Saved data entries
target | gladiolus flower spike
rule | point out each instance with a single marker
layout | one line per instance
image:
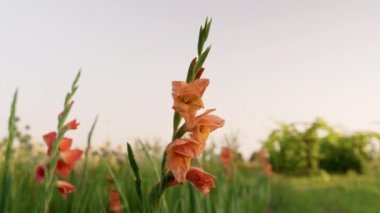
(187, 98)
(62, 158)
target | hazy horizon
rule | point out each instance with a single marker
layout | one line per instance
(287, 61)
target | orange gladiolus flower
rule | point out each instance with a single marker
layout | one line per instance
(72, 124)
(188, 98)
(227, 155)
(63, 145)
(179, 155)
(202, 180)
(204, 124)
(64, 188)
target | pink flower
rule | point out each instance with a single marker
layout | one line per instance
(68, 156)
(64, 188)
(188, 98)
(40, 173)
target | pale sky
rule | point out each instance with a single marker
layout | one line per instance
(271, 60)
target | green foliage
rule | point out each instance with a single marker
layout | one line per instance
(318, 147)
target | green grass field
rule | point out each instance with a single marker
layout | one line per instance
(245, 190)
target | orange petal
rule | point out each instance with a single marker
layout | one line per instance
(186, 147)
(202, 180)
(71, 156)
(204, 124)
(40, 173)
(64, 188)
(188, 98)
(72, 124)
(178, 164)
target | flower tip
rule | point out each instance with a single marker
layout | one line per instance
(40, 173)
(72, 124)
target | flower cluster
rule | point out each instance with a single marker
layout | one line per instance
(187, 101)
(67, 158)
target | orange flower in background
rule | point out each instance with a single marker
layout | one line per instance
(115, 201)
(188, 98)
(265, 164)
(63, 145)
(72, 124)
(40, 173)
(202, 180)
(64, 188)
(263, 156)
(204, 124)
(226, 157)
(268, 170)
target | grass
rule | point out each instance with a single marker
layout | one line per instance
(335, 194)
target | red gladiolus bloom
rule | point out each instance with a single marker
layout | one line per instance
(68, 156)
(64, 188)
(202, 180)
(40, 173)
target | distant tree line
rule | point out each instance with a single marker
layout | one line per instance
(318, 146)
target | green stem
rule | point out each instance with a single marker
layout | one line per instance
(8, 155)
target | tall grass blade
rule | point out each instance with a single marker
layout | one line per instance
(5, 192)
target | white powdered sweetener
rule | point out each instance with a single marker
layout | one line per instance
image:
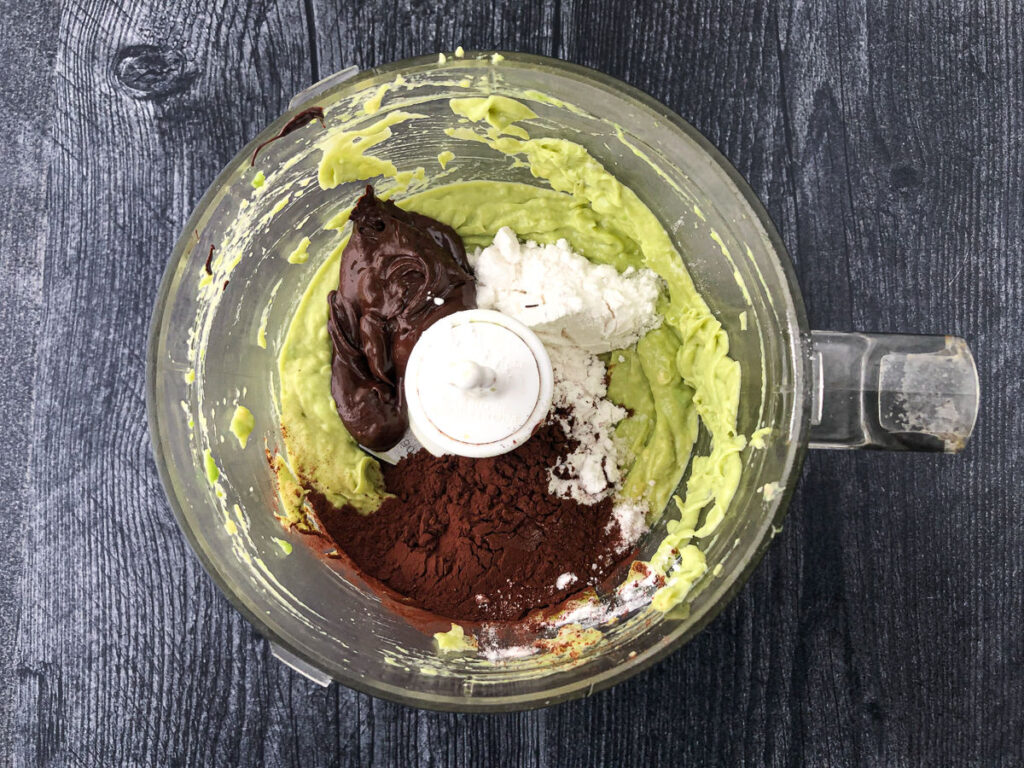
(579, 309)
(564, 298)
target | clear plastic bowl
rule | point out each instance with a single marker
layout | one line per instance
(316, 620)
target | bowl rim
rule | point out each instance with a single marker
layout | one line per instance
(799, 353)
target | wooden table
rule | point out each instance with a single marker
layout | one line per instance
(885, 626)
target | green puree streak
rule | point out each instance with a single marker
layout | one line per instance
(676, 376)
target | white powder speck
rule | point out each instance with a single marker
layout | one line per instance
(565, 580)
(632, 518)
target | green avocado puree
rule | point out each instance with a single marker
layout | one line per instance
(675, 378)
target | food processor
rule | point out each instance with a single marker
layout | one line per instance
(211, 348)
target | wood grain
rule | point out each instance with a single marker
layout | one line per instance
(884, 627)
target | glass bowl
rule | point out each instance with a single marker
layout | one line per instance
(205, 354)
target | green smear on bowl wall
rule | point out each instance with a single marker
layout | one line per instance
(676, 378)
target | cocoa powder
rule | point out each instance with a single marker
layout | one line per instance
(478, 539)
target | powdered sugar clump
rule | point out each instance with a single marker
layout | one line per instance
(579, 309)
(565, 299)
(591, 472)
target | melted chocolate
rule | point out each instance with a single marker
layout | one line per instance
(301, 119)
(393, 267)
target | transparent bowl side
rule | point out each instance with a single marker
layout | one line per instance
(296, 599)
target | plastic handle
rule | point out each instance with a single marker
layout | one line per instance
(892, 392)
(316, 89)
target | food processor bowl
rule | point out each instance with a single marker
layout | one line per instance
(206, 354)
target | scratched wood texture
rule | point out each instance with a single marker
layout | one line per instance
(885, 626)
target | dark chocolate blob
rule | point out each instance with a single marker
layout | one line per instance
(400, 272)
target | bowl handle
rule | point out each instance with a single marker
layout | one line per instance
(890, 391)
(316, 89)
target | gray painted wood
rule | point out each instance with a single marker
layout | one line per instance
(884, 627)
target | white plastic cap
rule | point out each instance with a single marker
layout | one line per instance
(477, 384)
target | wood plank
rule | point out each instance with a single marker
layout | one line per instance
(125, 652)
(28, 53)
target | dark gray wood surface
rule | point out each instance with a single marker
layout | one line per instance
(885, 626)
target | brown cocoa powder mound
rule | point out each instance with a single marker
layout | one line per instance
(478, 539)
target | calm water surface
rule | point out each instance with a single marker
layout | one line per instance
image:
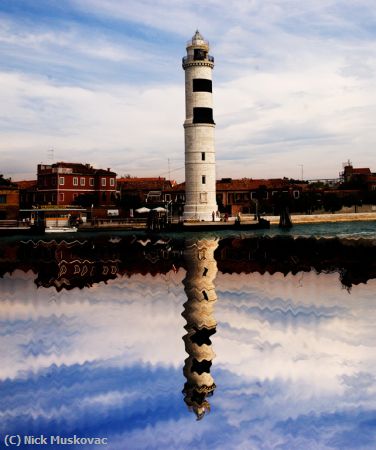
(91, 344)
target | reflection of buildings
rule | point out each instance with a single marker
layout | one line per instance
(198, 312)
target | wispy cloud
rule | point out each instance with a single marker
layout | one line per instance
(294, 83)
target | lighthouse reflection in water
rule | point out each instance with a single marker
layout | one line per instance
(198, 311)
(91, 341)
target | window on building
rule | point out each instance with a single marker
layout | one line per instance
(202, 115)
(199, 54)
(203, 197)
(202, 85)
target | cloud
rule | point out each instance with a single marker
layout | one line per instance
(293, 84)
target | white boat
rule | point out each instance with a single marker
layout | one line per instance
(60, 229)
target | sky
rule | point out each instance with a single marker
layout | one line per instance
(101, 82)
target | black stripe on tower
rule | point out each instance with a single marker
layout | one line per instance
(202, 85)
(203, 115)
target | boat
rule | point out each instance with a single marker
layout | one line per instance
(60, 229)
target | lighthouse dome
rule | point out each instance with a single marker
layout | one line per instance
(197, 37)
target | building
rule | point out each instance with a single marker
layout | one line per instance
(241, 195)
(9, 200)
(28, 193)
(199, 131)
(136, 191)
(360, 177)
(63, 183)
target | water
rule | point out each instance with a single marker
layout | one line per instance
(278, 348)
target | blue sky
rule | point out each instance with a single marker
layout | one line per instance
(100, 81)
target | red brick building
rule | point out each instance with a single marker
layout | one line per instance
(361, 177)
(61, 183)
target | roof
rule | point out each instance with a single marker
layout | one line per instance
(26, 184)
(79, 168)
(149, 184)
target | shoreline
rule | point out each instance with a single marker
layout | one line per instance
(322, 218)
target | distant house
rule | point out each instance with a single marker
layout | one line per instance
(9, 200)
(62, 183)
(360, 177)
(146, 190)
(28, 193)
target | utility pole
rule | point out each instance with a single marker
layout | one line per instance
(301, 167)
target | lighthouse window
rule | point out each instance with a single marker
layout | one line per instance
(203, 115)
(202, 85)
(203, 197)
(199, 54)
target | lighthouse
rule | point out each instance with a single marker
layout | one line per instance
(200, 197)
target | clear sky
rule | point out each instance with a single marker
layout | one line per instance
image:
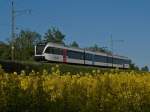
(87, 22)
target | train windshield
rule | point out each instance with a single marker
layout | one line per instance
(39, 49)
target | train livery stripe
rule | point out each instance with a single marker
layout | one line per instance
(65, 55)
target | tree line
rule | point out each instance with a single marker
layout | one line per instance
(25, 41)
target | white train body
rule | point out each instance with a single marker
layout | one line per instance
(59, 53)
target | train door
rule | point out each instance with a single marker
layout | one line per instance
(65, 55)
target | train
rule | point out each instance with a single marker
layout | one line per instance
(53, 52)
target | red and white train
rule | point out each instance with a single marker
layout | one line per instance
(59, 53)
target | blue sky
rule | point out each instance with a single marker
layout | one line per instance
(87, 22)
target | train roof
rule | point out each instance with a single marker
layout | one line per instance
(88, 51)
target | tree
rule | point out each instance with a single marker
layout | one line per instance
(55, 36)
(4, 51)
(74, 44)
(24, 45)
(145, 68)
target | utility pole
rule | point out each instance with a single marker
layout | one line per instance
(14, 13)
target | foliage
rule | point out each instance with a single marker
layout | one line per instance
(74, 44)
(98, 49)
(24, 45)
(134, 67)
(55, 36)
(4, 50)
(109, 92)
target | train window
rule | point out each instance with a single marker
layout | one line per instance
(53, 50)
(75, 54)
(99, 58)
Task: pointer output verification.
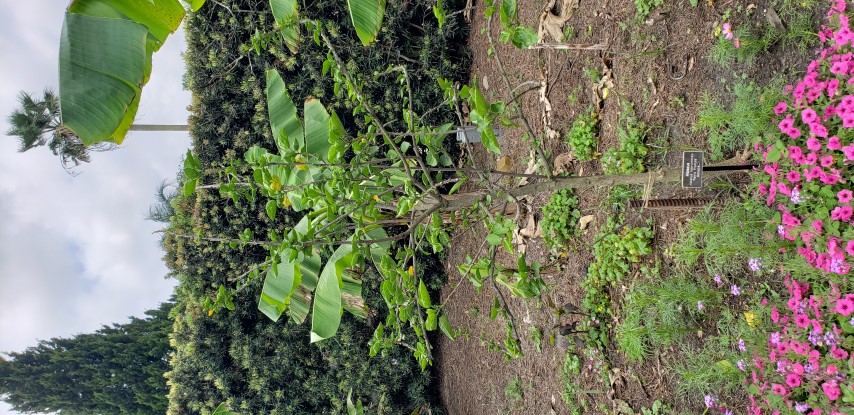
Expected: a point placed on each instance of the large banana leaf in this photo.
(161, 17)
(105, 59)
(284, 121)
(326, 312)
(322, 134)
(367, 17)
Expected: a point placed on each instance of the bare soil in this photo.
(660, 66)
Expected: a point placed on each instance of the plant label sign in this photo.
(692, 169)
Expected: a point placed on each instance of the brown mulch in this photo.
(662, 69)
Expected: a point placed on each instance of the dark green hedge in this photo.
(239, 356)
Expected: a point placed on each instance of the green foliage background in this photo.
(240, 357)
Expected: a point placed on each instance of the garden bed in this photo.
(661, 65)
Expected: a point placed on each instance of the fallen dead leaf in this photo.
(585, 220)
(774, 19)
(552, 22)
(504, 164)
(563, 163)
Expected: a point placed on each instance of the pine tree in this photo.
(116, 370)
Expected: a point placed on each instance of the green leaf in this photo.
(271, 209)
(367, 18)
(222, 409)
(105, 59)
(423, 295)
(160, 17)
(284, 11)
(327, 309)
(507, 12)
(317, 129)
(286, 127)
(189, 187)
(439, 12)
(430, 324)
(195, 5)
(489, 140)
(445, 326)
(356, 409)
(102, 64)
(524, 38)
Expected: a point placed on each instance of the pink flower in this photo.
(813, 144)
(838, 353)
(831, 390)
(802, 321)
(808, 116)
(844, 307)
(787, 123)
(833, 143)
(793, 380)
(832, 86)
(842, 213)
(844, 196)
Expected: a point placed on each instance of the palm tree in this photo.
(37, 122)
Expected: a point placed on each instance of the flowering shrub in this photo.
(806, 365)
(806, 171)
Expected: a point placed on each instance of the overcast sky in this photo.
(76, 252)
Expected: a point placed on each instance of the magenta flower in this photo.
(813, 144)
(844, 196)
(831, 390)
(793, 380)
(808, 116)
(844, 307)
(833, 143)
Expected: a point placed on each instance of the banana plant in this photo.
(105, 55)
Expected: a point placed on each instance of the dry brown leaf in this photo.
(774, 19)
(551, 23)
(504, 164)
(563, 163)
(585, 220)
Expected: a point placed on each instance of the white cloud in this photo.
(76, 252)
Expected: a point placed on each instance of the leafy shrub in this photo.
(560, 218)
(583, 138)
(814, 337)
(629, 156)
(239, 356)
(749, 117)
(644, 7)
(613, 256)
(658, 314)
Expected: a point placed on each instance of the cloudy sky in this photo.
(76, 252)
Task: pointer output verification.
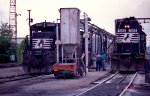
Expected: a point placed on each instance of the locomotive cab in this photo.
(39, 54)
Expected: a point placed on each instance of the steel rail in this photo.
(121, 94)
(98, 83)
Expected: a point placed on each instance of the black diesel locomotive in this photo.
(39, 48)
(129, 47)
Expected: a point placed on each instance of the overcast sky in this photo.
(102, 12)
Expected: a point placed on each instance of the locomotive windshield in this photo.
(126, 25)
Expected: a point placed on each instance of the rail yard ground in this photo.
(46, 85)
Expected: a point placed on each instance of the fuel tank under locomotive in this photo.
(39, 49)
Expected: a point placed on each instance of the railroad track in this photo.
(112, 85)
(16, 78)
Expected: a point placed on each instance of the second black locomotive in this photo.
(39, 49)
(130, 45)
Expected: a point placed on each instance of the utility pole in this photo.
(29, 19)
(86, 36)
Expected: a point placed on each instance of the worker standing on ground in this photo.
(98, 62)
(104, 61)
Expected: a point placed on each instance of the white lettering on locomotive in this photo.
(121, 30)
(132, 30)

- _Exercise prompt_
Start at the line that contains "Expected: a point placed on each instance of the utility" and continue through the last line of the records. Recast those lines as a Markdown table with the columns Row and Line, giving each line a row number and leaving out blank lines.

- _Correct result_
| Row | Line |
|---|---|
| 1 | Expected: a point placed on each instance of the utility pole in this photo. |
| 2 | (29, 19) |
| 3 | (86, 36) |
| 4 | Expected: a point placed on each instance of the worker standing on ground in this photo. |
| 5 | (98, 62) |
| 6 | (104, 61) |
| 7 | Expected: a point placed on each instance of the white lettering on locomotive in this photo. |
| 8 | (121, 30) |
| 9 | (132, 30) |